- _WHAT IS EXPECTED_: Pick out every line in the records that contains the word "chip", and copy each of those lines in full. Case counts.

- _EXERCISE INPUT_:
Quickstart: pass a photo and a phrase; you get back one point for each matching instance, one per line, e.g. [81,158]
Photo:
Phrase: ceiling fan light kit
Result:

---

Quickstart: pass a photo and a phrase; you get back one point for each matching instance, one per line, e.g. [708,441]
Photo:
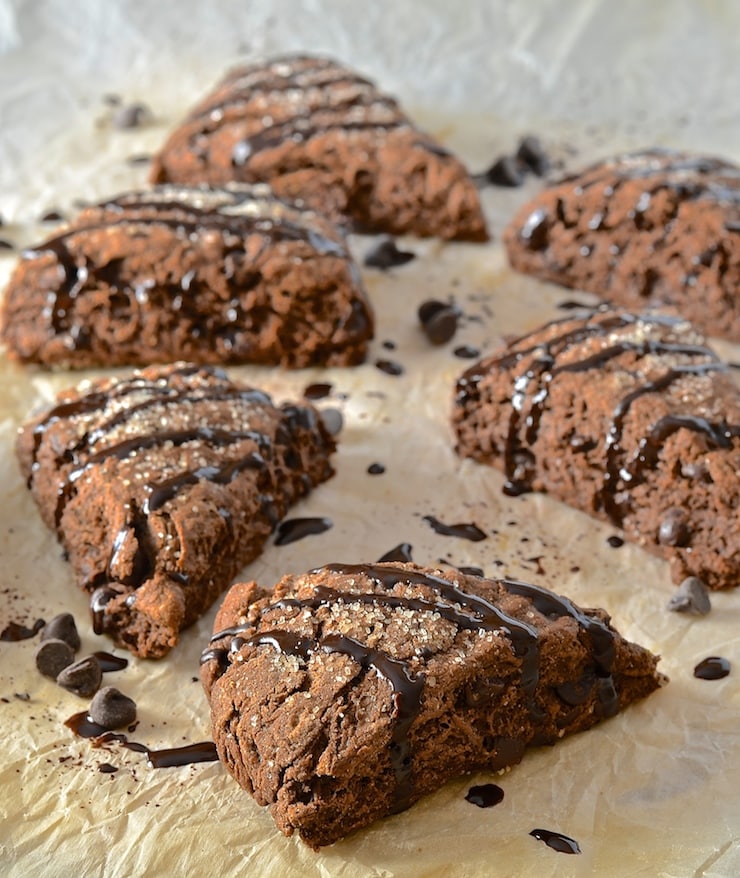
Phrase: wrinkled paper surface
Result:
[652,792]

==

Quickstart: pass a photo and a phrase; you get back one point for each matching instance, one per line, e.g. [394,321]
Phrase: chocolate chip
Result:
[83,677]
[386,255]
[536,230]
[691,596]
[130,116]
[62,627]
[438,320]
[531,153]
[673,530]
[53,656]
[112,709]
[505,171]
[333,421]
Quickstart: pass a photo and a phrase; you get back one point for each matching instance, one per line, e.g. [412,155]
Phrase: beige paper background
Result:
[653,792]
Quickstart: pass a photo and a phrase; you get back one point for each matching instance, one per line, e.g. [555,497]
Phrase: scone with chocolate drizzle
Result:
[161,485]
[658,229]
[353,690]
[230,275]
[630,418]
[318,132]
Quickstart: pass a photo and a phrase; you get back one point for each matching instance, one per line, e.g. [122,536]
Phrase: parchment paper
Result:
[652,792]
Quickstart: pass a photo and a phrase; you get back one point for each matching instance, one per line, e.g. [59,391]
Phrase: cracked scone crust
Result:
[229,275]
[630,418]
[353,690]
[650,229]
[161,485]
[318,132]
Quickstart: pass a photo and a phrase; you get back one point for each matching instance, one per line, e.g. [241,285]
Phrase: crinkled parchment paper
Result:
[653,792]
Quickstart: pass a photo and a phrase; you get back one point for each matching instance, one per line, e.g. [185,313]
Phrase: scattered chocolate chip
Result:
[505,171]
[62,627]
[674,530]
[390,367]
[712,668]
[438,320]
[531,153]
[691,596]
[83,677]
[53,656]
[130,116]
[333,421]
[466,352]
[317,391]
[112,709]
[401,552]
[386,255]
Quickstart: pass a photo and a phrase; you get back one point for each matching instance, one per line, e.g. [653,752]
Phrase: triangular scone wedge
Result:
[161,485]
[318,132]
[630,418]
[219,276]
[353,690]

- _FINAL ANSWER_:
Phrase: chocolate chip
Phrase: scattered chocolate chip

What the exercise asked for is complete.